Stated exercise: Send back the records in full, character for character.

(Collected data)
┄┄┄┄┄┄┄┄┄┄┄┄┄┄┄┄┄┄┄┄
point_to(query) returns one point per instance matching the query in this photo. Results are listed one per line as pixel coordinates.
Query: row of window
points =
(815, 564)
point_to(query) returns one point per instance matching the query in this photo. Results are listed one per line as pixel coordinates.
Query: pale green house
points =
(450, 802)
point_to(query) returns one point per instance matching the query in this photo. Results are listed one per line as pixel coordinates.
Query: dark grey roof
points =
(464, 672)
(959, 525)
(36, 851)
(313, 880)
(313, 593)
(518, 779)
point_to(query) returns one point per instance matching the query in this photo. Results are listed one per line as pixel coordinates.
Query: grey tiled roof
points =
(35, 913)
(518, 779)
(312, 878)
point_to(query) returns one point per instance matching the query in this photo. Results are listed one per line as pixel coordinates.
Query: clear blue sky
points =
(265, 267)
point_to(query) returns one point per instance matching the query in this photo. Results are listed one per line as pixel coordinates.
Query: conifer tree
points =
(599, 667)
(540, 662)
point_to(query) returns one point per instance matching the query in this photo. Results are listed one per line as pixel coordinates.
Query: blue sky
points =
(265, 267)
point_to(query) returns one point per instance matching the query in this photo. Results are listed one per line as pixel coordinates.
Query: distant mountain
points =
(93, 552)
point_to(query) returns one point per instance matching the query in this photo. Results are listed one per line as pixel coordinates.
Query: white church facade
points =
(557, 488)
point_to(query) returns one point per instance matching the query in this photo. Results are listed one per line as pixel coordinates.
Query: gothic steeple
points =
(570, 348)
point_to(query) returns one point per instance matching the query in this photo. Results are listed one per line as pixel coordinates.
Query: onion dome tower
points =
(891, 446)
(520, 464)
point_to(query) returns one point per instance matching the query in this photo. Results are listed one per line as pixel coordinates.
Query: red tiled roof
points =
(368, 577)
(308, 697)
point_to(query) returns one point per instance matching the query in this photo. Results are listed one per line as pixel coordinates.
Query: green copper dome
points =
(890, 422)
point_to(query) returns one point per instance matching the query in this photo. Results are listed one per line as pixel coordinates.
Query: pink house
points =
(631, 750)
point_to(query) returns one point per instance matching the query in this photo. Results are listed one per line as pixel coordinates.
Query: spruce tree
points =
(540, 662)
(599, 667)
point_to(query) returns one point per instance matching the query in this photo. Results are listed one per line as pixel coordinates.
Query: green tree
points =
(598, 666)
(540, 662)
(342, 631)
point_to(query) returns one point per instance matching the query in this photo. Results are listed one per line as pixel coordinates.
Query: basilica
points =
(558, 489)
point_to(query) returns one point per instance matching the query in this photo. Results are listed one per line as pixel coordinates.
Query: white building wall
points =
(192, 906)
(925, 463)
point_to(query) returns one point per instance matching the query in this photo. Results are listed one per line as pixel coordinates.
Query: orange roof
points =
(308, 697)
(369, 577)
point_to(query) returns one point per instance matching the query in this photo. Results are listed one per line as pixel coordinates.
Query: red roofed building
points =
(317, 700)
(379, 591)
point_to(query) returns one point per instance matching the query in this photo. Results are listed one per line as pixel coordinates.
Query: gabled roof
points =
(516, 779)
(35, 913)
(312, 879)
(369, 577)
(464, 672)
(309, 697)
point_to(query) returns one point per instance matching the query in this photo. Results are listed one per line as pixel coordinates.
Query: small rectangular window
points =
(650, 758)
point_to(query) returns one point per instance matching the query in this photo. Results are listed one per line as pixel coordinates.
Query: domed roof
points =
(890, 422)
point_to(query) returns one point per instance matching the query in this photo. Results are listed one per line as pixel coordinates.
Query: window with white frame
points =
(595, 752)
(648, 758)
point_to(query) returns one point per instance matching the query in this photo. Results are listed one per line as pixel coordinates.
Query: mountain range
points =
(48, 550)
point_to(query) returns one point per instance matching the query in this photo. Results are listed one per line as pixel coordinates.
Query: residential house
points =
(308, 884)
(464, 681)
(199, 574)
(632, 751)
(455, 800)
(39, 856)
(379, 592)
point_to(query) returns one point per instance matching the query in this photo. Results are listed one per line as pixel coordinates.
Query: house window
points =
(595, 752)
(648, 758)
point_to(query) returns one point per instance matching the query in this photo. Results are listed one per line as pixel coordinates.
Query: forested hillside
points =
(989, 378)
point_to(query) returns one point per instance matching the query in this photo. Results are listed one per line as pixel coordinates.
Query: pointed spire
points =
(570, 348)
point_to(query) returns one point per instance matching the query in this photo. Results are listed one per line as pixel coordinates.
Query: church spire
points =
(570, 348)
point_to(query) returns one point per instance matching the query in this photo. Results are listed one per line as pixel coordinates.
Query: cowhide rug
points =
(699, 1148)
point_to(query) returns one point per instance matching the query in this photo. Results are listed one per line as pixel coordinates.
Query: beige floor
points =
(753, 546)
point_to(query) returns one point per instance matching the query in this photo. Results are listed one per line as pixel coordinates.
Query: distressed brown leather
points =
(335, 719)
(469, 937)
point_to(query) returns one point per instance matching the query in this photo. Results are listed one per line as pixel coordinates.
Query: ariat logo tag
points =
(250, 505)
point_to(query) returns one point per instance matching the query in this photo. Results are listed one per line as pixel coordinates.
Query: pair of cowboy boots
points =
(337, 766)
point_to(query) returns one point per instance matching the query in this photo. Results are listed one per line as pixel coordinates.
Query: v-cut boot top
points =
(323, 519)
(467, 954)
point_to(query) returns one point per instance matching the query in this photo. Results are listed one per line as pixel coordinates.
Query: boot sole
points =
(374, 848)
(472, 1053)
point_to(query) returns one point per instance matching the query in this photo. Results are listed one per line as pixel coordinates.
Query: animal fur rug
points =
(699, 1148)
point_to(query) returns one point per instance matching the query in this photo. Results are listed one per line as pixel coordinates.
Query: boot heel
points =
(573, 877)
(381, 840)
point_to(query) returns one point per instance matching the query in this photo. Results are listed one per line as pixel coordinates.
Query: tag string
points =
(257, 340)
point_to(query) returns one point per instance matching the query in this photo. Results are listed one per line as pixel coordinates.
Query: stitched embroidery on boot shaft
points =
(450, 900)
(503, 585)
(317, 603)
┄┄┄┄┄┄┄┄┄┄┄┄┄┄┄┄┄┄┄┄
Expected answer:
point_to(query) returns one point per instance matching the query in this photo. Results are listed one per line as pixel coordinates.
Query: row of window
points =
(815, 564)
point_to(query) returns one point per instance matching the query in this photo. Results are listed one per line as pixel coordinates.
Query: pale green house
points =
(450, 802)
point_to(query) returns one point per instance matching the query in this photo. Results are listed one per line as pixel coordinates.
Query: dark grey roof
points =
(464, 672)
(959, 525)
(36, 851)
(313, 880)
(313, 593)
(518, 779)
point_to(query) returns one point per instance matching the query in this photo. Results are listed one per line as pixel coordinates.
Query: grey tiled roof
points =
(35, 913)
(518, 779)
(312, 878)
point_to(query) returns one point per instance matching the query in this photo. Results are listed one per line as pixel coordinates.
Query: clear blue sky
points =
(265, 267)
point_to(query) returns one point per instance matching the query in this photo. Results are listed one per line as pixel coordinates.
Query: conifer tree
points =
(599, 667)
(540, 662)
point_to(query) returns one point per instance matching the query in this photo. Results are listed one per line as pixel coordinates.
Query: blue sky
points =
(265, 267)
point_to(query) returns one point per instance matching the query in this photo. Results are listed one per line as pixel coordinates.
Query: distant mountain
points =
(93, 552)
point_to(query) returns one point per instance matching the query in this photo. Results are listed one per line as pixel coordinates.
Query: white church facade
points =
(557, 488)
point_to(query) returns one point per instance matching the query in this photo. Results are listed one per line as pixel coordinates.
Query: gothic steeple
points =
(570, 348)
point_to(query) returns one point per instance matching the query in this photo. Results are listed one per line as pixel coordinates.
Query: onion dome tower
points =
(891, 446)
(520, 464)
point_to(query) returns one point per instance matching the query in this photo. Results are listed one per line as pixel coordinates.
Query: red tiled roof
points =
(368, 577)
(308, 697)
point_to(query) returns one point per instance matching the query in this photo. Results are listed one per line as pixel coordinates.
Query: green copper dome
points =
(890, 422)
point_to(query) returns one point per instance matching the query in this photo. Results are listed one per line as pixel coordinates.
Query: pink house
points =
(631, 750)
point_to(query) returns one point per instance matching the query in this photo. Results are listed one per line as pixel coordinates.
Query: spruce tree
points =
(540, 662)
(599, 667)
point_to(query) returns one point per instance matching the query in this photo. Results are listed one per line as pixel coordinates.
Query: green tree
points =
(598, 666)
(540, 662)
(342, 631)
point_to(query) returns one point per instance matching the query in this photo. Results are listed one per line as pixel coordinates.
Query: basilica
points =
(558, 489)
point_to(query) returns one point per instance matching the query in this photo. Results are listed one per line as pixel coordinates.
Query: white building wall
points =
(192, 906)
(925, 463)
point_to(query) returns one point per instance matching the query in this photo. Results are listed one per line as pixel coordinates.
Query: orange roof
points =
(308, 697)
(369, 577)
point_to(query) returns one point per instance matching the query in this photo. Results are listed one per line as pixel coordinates.
Query: red roofed building
points =
(317, 700)
(379, 591)
point_to(query) returns one point per instance matching the query in this photo. Results are listed one per line as pixel coordinates.
Query: gabled roof
points =
(516, 779)
(35, 913)
(312, 879)
(369, 577)
(464, 672)
(309, 697)
point_to(query) returns one point per instance matching the query in this photo. Results are listed one per line as pixel coordinates.
Query: small rectangular window
points =
(650, 758)
point_to(query) returns one point per instance matching the query in this photo. Results are listed one per line as pixel coordinates.
Query: domed roof
points =
(890, 422)
point_to(query) returns one point per instance matching the query in this photo. Results are listed one per line as pixel coordinates.
Query: window with white frame
points =
(595, 752)
(648, 758)
point_to(query) returns one point per instance matching the query in this photo. Results are listed one per line as pixel coordinates.
Query: mountain range
points =
(48, 550)
point_to(query) returns one point per instance matching the query in this photo. Results are listed one per line as pixel coordinates.
Query: residential house
points =
(308, 884)
(464, 681)
(199, 574)
(632, 751)
(455, 800)
(39, 856)
(379, 592)
point_to(query) returns one point per instance matching the query in this photo. Results are listed one per line as pixel coordinates.
Query: house window
points =
(595, 752)
(648, 758)
point_to(query) returns one point per instance matching the query in this photo. Results are listed one per line as pixel coordinates.
Query: forested hillside
points =
(989, 378)
point_to(query) returns one point per instance matching the query in this photo. Results are listed one per line as pixel coordinates.
Query: pointed spire
points =
(570, 348)
point_to(query) returns one point per instance matching the query in this photo. Results are listed one per line as pixel coordinates.
Query: church spire
points =
(570, 348)
point_to(query) returns one point per instance matching the query in this photo. Results are listed one per line as pixel coordinates.
Query: cowhide rug
points =
(699, 1148)
point_to(query) returns one point per instance matching the query in this photo. Results are listed one per line as pixel coordinates.
Query: beige floor
points =
(753, 546)
point_to(query) returns one point per instance matching the query in this photo. Results are listed one per line as pixel coordinates.
Query: distressed brown leather
points =
(335, 719)
(469, 937)
point_to(query) returns one point per instance matching the query in this photo. Results are listed one per line as pixel coordinates.
Query: ariat logo tag
points =
(250, 505)
point_to(query) returns one point per instance matching the query in this photo. Results are listed one per line as pixel coordinates.
Query: pair of cowboy boots
points =
(337, 766)
point_to(query) returns one point per instance matching the query in this photo. Results are listed one per line as pixel coordinates.
Query: v-cut boot top
points =
(323, 519)
(467, 954)
point_to(query) returns one point per instance matching the query in this photo. Results are listed one per line as pixel coordinates.
Query: boot sole
points =
(374, 848)
(472, 1053)
point_to(query) returns one point per instance matching the query in this photo. Results are listed one per line as pixel coordinates.
Query: animal fur rug
points =
(699, 1148)
point_to(query) returns one point per instance matching the query in this photo. Results are listed one per line as pixel coordinates.
Query: boot heel
points =
(573, 877)
(381, 840)
point_to(query) returns one point per instance matching the query in this photo. Results are listed one per line as pixel coordinates.
Query: tag string
points =
(257, 340)
point_to(query) returns one point per instance matching the query in this photo. Results are listed one per line as pixel coordinates.
Query: stitched embroidery on boot shaft
points =
(450, 900)
(503, 585)
(317, 603)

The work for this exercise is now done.